» **Tasks to perform**:
A - In the tarpon fishing thread, what piece of equipment helped identify fish and where the school was?
B - Return the stretch of the tarpon fishing thread from "Check it out..." through "blast as usual.", copied word for word.

# 7 for 19 Video (and 3 Satellite Tagged)!!!



## Scott (May 24, 2004)

Check it out...

http://www.projecttarpon.com/PATresearch.html


----------



## Hunter (Sep 3, 2004)

Fantastic! Congrats on your day, and thanks for putting the event together. It was a blast as usual.


----------



## Hunter (Sep 3, 2004)

I've watched this a few times now. It's a great video from a great day. I particularly like the part where the guy has to throw his cig overboard. Can almost read his mind..."oh no, not another one!"


----------



## red&jackfishchaser (Sep 22, 2009)

WOW....what day of great heart pumping action...i want to hook on to one someday....great video...


----------



## Scott (May 24, 2004)

We'll the day certainly started off right. We left the dock and Tommy (the older gentlemen in the video) said, "I just want to see a tarpon." His son delivered. As we approached the first rolling school, Bryan, his son stood on the bow, casting rod in hand and said, "Let me know when to cast." A few moments later, KT said, "Let 'er rip." Less than five seconds later, on the very first cast, "FISH ON!!" Some days your the bug, some days your the windshield. Last Friday, we were the bug zapper. We were hot almost the entire day. Had a couple hour lull in the middle but thanks to Fronterhouse's call, we got back on the fish around 4:00 p.m. and started jumping them again. The Lowrance side scan was a huge help. It identifies fish and where the school is. It directs casting more accurately and lets me know which way to circle back on a school. The Winter Custom Yachts gas inboard is perfect for this type of fishing. 30-40 foot depths, on feeding fish, it is almost impossible to beat. Great part about it, the fishing was so fast and furious, I lost count. The anglers had to remind me of how many they fought and landed.... they were not about to forget that. First tarpon seen, first tarpon caught... when we got back to the dock we told them, "You better just quit tarpon fishing after today.... because everything from here on out is going to be a disappointment!" I bet they didn't listen and they'll be back out there soon enough.


----------



## double play (Jun 9, 2010)

Scott's right, and I can vouch for how unbelievable that day was because I was the lucky one standing on the bow of the Migration sight casting to rolling fish. It was my first ever Tarpon. Actually, that day I caught the first 5 Tarpon of my life and my Dad caught 2. He handed the rod off a couple of times on the fish caught trolling so we could get technical but you get the point. The smallest fish we caught was the first one of the day and was somewhere in the neighborhood of 80lbs (that's what I was told). They just kept getting bigger as the day went on and they seemed to be everywhere. At one point we had 3 BIG fish on at the same time and 2 were airborne simultaneously. It was surreal! I would like to again thank Scott and K.T. for that day! Scott, your boat is no doubt truly remarkable and one of a kind. I couldn't have been more impressed by your ability to catch fish. K.T., thanks again brother. I will never be able to repay you but we'll try to put on a good hunt for you later this month. I've attached a few pics for everyone. Since most of the folks on this board have seen Tarpon I'm including the pics of the tagged fish! I still can't believe it, 19 Tarpon jumped, 7 caught and 3 tagged!!!!!! I'll never forget that day, especially since I was able to share it with my Dad.

» **Data records**:
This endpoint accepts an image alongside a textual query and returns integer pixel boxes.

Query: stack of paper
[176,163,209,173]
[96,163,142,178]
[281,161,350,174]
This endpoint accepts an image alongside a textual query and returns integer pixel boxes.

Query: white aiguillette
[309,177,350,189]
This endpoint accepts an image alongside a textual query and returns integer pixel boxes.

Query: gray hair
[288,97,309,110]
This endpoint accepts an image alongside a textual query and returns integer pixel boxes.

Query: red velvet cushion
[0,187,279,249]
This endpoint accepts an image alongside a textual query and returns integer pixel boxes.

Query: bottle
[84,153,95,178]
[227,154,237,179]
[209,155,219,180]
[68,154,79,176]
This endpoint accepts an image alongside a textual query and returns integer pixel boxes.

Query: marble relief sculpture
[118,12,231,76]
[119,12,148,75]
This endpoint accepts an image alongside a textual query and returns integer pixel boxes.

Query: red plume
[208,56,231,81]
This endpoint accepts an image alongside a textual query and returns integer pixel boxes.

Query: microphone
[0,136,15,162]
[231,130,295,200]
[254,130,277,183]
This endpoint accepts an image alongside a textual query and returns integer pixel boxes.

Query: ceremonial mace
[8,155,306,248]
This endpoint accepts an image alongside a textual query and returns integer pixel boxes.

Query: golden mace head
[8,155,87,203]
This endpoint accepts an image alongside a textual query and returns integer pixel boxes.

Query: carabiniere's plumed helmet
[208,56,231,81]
---
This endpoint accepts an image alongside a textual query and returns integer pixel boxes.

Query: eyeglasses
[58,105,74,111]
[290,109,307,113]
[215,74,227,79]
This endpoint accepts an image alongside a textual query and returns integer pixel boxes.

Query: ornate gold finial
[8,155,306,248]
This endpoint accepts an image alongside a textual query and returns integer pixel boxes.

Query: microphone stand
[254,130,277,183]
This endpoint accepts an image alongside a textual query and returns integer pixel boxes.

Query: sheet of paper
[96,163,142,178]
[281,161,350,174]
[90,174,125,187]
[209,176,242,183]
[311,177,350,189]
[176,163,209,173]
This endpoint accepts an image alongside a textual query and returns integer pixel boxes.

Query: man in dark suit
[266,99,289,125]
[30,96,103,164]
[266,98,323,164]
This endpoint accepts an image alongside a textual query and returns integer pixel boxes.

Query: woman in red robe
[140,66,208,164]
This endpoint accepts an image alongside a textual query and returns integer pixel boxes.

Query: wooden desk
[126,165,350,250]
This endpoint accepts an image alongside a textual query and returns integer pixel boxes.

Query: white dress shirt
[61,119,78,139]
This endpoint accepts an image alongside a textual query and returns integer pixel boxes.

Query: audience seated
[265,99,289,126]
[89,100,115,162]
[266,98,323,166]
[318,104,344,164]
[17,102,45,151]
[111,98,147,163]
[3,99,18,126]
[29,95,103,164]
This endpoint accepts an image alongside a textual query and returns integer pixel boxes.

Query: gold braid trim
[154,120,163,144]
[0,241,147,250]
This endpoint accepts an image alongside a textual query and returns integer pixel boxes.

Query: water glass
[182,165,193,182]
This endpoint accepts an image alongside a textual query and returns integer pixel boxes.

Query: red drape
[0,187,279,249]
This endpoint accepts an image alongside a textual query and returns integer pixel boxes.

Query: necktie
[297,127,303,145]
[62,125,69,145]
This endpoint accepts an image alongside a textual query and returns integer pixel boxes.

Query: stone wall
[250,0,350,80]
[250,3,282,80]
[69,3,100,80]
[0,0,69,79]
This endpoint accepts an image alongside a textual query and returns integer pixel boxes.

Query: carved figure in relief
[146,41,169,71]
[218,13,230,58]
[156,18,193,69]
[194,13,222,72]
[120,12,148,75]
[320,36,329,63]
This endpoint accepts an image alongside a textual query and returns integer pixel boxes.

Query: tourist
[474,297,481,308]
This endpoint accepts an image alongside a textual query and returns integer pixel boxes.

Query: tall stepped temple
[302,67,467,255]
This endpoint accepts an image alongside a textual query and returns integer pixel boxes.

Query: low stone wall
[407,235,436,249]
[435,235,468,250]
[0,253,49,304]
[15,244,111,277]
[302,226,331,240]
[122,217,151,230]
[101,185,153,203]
---
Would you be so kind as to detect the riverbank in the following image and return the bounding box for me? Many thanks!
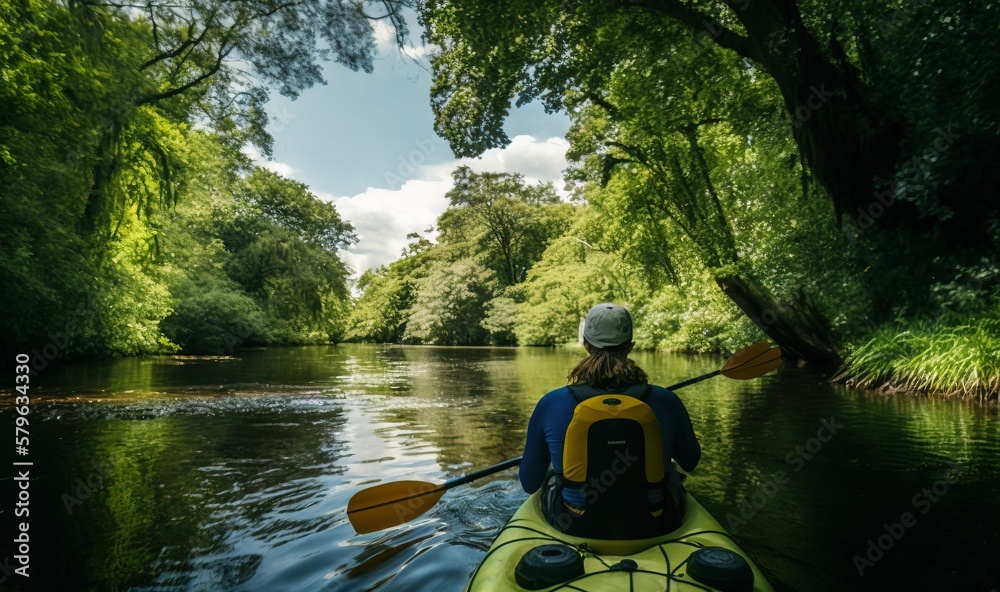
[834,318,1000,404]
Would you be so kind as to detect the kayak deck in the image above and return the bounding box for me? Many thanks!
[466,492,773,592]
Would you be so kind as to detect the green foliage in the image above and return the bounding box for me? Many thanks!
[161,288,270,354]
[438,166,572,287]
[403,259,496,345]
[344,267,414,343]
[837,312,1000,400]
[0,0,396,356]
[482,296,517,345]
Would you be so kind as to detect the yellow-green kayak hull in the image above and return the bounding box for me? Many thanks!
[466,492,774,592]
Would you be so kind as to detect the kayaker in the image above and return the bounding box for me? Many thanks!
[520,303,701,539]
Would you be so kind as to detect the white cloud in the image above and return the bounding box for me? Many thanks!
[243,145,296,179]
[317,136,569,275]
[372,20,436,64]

» **Responses to the tasks**:
A - The Lowrance side scan.

B -
Check it out...

http://www.projecttarpon.com/PATresearch.html


----------



## Hunter (Sep 3, 2004)

Fantastic! Congrats on your day, and thanks for putting the event together. It was a blast as usual.